WORK TO COMPLETE
Gather every line below that contains the word "metal", treating uppercase and lowercase as different.

[Dataset items]
Begin

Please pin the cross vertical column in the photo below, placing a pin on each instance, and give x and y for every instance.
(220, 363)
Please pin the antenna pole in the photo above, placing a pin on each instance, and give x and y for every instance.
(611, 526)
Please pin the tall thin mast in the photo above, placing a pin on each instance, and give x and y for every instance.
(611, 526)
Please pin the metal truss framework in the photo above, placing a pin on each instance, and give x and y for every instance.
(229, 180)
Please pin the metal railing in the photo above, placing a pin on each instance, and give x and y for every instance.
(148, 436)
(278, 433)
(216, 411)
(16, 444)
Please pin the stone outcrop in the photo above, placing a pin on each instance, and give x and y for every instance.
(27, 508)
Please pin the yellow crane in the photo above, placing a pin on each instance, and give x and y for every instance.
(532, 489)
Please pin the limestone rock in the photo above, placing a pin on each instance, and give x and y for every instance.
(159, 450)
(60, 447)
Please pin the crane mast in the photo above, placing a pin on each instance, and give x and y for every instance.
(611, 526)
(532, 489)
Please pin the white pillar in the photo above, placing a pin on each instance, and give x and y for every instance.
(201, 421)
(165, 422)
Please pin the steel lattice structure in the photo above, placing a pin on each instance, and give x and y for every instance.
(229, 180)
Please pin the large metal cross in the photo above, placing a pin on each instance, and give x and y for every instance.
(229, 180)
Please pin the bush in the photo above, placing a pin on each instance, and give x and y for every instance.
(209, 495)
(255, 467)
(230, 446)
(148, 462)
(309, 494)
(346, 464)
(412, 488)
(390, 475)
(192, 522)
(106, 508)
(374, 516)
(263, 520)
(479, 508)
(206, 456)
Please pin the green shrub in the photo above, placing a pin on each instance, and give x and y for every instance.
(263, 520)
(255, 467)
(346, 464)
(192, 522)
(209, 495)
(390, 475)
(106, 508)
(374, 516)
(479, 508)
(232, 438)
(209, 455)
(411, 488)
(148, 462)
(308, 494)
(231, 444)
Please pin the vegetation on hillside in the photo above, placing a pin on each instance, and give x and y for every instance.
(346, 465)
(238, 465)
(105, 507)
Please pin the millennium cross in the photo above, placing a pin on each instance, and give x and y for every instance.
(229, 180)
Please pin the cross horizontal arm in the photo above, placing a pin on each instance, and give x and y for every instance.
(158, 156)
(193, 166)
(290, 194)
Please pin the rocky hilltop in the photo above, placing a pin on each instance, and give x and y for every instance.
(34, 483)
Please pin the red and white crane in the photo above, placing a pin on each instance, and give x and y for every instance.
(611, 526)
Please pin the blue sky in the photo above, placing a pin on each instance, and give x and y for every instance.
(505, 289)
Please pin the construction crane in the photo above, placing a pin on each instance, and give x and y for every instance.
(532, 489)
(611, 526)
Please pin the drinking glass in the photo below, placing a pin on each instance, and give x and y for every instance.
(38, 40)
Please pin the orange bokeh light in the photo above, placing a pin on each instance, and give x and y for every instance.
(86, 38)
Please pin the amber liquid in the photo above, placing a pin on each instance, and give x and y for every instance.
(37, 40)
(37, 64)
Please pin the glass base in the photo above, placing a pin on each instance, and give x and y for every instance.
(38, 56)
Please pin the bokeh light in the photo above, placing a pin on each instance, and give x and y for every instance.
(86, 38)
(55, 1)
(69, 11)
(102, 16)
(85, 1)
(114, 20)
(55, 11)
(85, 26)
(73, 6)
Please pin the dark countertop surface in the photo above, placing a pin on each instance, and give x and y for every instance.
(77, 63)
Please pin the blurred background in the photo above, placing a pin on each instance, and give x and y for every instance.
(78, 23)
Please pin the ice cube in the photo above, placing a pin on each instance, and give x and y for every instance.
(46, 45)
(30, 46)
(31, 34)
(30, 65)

End
Begin

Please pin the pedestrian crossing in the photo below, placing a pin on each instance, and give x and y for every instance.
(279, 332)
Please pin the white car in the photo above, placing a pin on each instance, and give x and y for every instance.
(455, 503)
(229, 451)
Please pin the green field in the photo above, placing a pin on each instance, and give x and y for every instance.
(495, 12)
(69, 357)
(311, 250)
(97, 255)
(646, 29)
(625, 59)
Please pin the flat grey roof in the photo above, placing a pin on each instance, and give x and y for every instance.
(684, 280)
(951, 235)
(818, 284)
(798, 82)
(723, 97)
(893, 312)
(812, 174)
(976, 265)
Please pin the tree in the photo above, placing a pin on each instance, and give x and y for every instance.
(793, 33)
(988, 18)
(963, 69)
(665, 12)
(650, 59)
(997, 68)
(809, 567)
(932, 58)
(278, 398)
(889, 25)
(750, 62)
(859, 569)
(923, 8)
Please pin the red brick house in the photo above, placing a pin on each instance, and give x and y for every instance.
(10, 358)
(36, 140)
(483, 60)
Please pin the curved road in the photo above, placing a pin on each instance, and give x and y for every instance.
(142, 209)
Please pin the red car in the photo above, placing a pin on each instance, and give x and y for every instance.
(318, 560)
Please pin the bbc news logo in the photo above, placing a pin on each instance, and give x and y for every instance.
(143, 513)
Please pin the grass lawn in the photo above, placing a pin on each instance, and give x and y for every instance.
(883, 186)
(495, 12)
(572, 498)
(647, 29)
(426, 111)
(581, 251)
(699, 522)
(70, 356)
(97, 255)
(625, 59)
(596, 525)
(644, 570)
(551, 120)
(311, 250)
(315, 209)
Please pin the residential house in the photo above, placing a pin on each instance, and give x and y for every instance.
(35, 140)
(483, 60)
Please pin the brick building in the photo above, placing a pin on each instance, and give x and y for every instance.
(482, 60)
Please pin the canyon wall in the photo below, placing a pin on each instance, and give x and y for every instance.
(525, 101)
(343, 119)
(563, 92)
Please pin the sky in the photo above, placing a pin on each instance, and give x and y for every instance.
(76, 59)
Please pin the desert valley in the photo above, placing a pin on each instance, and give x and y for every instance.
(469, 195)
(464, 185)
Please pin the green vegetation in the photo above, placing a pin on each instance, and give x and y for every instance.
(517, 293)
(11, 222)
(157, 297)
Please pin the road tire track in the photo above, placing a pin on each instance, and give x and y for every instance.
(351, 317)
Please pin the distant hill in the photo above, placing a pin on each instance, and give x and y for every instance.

End

OUTPUT OF THE EXERCISE
Please pin the metal truss framework in the photo above, placing a pin on each instance, and give x and y for every instance.
Please pin the metal railing in the photo above, placing a pin on each instance, and give x and y for every instance.
Please pin the large metal cross in the photo above, placing a pin on each instance, and give x and y for every instance.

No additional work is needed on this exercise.